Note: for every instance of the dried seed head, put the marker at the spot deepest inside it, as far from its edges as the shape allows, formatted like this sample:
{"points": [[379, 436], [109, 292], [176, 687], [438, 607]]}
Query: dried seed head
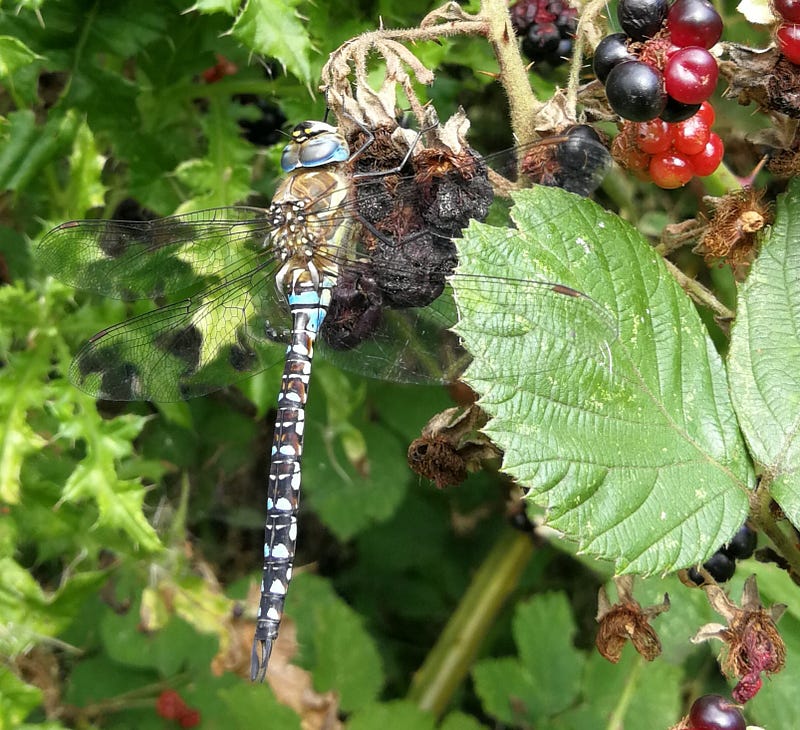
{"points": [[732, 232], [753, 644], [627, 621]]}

...

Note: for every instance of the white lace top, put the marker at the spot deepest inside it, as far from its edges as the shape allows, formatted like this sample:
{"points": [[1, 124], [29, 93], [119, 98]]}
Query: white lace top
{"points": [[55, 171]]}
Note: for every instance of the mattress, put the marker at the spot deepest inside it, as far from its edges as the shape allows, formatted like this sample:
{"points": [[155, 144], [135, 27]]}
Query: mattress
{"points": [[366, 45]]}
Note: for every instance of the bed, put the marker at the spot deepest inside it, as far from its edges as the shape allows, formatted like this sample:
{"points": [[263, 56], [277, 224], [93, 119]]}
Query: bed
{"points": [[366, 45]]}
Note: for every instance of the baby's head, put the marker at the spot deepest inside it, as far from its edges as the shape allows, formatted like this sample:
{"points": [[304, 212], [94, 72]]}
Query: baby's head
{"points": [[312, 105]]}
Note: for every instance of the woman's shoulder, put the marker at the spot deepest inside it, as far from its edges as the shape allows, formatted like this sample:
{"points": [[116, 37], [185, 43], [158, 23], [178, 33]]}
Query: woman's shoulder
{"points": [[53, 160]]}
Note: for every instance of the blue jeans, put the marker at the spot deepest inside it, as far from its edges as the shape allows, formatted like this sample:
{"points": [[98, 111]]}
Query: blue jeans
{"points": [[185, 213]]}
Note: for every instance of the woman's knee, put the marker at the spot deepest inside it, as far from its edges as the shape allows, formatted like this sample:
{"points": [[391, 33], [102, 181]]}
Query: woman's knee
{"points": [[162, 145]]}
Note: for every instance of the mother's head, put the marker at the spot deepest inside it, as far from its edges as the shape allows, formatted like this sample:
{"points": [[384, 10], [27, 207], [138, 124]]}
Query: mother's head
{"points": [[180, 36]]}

---

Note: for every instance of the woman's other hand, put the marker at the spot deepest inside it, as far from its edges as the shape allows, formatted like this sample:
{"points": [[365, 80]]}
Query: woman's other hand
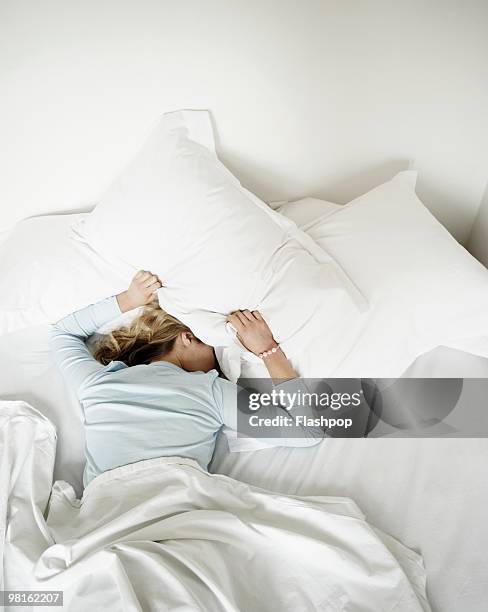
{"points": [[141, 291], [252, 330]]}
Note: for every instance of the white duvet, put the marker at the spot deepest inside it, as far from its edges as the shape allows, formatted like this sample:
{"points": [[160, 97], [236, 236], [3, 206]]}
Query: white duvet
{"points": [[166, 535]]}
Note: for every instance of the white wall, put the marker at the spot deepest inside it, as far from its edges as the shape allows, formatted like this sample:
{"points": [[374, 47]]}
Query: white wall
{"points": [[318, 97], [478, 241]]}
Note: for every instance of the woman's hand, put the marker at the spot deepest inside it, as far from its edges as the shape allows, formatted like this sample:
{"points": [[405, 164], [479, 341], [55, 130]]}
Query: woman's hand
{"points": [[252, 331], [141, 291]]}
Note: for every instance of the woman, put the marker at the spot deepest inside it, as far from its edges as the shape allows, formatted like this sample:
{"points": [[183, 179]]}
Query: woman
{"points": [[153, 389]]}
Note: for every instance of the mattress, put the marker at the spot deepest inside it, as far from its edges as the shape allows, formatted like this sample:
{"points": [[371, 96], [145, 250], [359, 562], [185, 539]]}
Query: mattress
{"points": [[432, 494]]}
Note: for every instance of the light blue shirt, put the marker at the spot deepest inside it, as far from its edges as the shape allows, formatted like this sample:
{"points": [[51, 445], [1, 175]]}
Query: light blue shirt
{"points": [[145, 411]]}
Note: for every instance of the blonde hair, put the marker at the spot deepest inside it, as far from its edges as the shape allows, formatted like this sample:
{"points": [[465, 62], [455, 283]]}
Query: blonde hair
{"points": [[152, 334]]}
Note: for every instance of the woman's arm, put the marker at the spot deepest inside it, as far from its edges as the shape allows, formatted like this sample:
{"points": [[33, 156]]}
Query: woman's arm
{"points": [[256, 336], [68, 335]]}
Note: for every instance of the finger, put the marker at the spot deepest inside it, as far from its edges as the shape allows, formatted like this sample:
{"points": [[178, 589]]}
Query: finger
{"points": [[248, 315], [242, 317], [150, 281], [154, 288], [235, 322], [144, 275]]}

* [What to produce] Pick out every line in the records above that contains the word "head", and copy each one. Case counts.

* [Exercise output]
Note: for every instance of the dried seed head, put the marker at the spot deepest inside it, as far from its edges as the shape allows, formatted like this sample:
Query: dried seed head
Note: for every instance of the baby's head, put the marker at the spot deepest inside it, as far from its edges as the shape allows, formatted like this sample:
Query: baby's head
Note: for every instance of the mother's head, put the marker at the spot deepest inside it, as far from its edges as the shape allows, formatted like this sample:
Query: mother's head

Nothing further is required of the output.